Problem description:
Exactly as written, print out each entry in the data, with no pictures.

═══

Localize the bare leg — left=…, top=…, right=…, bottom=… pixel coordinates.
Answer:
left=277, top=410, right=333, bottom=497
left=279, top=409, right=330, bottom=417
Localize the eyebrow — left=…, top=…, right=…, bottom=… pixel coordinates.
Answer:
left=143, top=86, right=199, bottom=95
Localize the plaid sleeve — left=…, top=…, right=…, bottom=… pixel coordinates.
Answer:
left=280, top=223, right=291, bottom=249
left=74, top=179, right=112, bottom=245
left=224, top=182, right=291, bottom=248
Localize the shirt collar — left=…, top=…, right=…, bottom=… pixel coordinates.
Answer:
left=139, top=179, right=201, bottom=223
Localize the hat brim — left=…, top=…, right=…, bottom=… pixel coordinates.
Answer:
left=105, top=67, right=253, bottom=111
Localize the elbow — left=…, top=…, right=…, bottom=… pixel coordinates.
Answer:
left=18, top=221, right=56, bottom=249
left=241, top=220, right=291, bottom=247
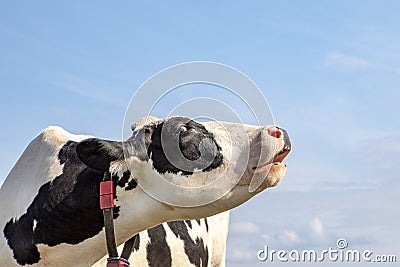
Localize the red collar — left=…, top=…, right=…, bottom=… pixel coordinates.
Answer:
left=100, top=171, right=138, bottom=267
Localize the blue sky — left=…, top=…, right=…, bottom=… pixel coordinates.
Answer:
left=1, top=1, right=399, bottom=266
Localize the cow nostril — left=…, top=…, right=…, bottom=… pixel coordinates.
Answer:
left=267, top=127, right=282, bottom=139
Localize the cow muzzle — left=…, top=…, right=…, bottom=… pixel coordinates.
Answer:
left=247, top=126, right=291, bottom=192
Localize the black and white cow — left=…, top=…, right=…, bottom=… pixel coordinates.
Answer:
left=94, top=212, right=230, bottom=267
left=0, top=116, right=291, bottom=266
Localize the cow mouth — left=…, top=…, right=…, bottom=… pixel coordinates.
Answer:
left=273, top=147, right=291, bottom=164
left=251, top=146, right=291, bottom=173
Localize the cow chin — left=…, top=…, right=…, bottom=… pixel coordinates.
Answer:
left=256, top=163, right=287, bottom=192
left=234, top=163, right=285, bottom=194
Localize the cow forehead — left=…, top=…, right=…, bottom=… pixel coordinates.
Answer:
left=202, top=120, right=260, bottom=135
left=133, top=116, right=261, bottom=135
left=199, top=121, right=263, bottom=153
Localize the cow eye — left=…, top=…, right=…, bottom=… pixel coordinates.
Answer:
left=178, top=126, right=187, bottom=134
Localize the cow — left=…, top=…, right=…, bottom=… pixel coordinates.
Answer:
left=0, top=116, right=291, bottom=266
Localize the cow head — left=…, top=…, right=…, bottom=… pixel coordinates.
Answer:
left=76, top=116, right=291, bottom=218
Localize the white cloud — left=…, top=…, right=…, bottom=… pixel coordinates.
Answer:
left=230, top=221, right=260, bottom=234
left=325, top=52, right=371, bottom=70
left=310, top=217, right=324, bottom=237
left=262, top=229, right=301, bottom=246
left=282, top=230, right=300, bottom=244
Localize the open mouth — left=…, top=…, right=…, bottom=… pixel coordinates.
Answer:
left=273, top=146, right=291, bottom=164
left=252, top=146, right=291, bottom=172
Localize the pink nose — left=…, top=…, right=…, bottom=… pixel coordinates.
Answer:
left=267, top=126, right=283, bottom=138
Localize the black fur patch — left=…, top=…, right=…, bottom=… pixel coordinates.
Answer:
left=146, top=225, right=172, bottom=267
left=185, top=220, right=192, bottom=228
left=3, top=216, right=40, bottom=265
left=133, top=234, right=140, bottom=252
left=114, top=170, right=131, bottom=188
left=167, top=221, right=209, bottom=267
left=3, top=141, right=126, bottom=265
left=147, top=117, right=223, bottom=175
left=125, top=178, right=138, bottom=191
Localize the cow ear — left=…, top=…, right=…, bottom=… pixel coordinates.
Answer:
left=76, top=138, right=124, bottom=172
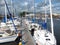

═══

Answer to the problem:
Localize the bare leg — left=…, top=…, right=…, bottom=… pixel coordinates.
Answer:
left=277, top=410, right=333, bottom=497
left=279, top=409, right=330, bottom=417
Localize the eyebrow — left=…, top=…, right=…, bottom=… pixel coordinates.
Answer:
left=143, top=86, right=199, bottom=95
Localize the plaid sleeve — left=…, top=…, right=…, bottom=… pixel coordinates.
Answer:
left=280, top=223, right=291, bottom=249
left=74, top=179, right=112, bottom=245
left=224, top=182, right=291, bottom=248
Localize the shirt collar — left=…, top=…, right=…, bottom=… pixel coordinates.
Answer:
left=139, top=179, right=201, bottom=223
Localize the hat brim — left=…, top=…, right=…, bottom=… pixel coordinates.
Answer:
left=105, top=67, right=253, bottom=111
Localize the elbow — left=…, top=…, right=…, bottom=… pixel coordinates.
Answer:
left=18, top=221, right=56, bottom=249
left=241, top=220, right=291, bottom=247
Localize the red collar — left=…, top=…, right=…, bottom=… pixel coordinates.
Answer:
left=100, top=171, right=138, bottom=267
Localize the blue sky — left=…, top=…, right=…, bottom=… pixel coordinates.
Answer:
left=1, top=1, right=399, bottom=266
Localize the cow nostril — left=…, top=…, right=…, bottom=… pixel coordinates.
Answer:
left=267, top=127, right=282, bottom=139
Localize the cow muzzle — left=…, top=…, right=…, bottom=… pixel coordinates.
Answer:
left=247, top=126, right=291, bottom=192
Localize the black and white cow — left=…, top=…, right=…, bottom=… pixel coordinates.
Answer:
left=94, top=212, right=230, bottom=267
left=0, top=116, right=291, bottom=266
Localize the cow mouth — left=…, top=…, right=…, bottom=… pixel coordinates.
Answer:
left=273, top=147, right=291, bottom=164
left=251, top=146, right=291, bottom=173
Localize the cow chin — left=…, top=…, right=…, bottom=… pixel coordinates.
Answer:
left=256, top=163, right=287, bottom=192
left=234, top=163, right=285, bottom=194
Localize the cow forehead — left=…, top=…, right=…, bottom=… pixel coordinates.
Answer:
left=202, top=120, right=260, bottom=135
left=133, top=116, right=261, bottom=135
left=199, top=121, right=263, bottom=153
Localize the cow eye — left=…, top=…, right=…, bottom=… pixel coordinates.
Answer:
left=178, top=126, right=187, bottom=134
Localize the cow — left=…, top=…, right=…, bottom=… pixel coordinates.
Answer:
left=0, top=116, right=291, bottom=266
Localize the cow head — left=…, top=…, right=…, bottom=… pixel coordinates.
Answer:
left=76, top=116, right=291, bottom=218
Localize the white cloud — left=…, top=…, right=…, bottom=… pixel coordinates.
Answer:
left=230, top=221, right=260, bottom=234
left=325, top=52, right=371, bottom=70
left=310, top=217, right=324, bottom=237
left=262, top=229, right=301, bottom=246
left=282, top=230, right=300, bottom=244
Localize the open mouth — left=…, top=…, right=…, bottom=… pixel coordinates.
Answer:
left=273, top=146, right=291, bottom=164
left=252, top=146, right=291, bottom=172
Localize the pink nose — left=…, top=…, right=…, bottom=… pixel coordinates.
Answer:
left=267, top=126, right=283, bottom=138
Localize the black fur patch — left=…, top=…, right=…, bottom=… pixel coordinates.
Answer:
left=146, top=225, right=172, bottom=267
left=185, top=220, right=192, bottom=228
left=3, top=216, right=40, bottom=265
left=133, top=234, right=140, bottom=252
left=114, top=170, right=131, bottom=188
left=167, top=221, right=209, bottom=267
left=3, top=141, right=126, bottom=265
left=147, top=117, right=223, bottom=175
left=125, top=178, right=138, bottom=191
Localize the cow ear — left=…, top=…, right=…, bottom=… pixel coordinates.
Answer:
left=76, top=138, right=124, bottom=172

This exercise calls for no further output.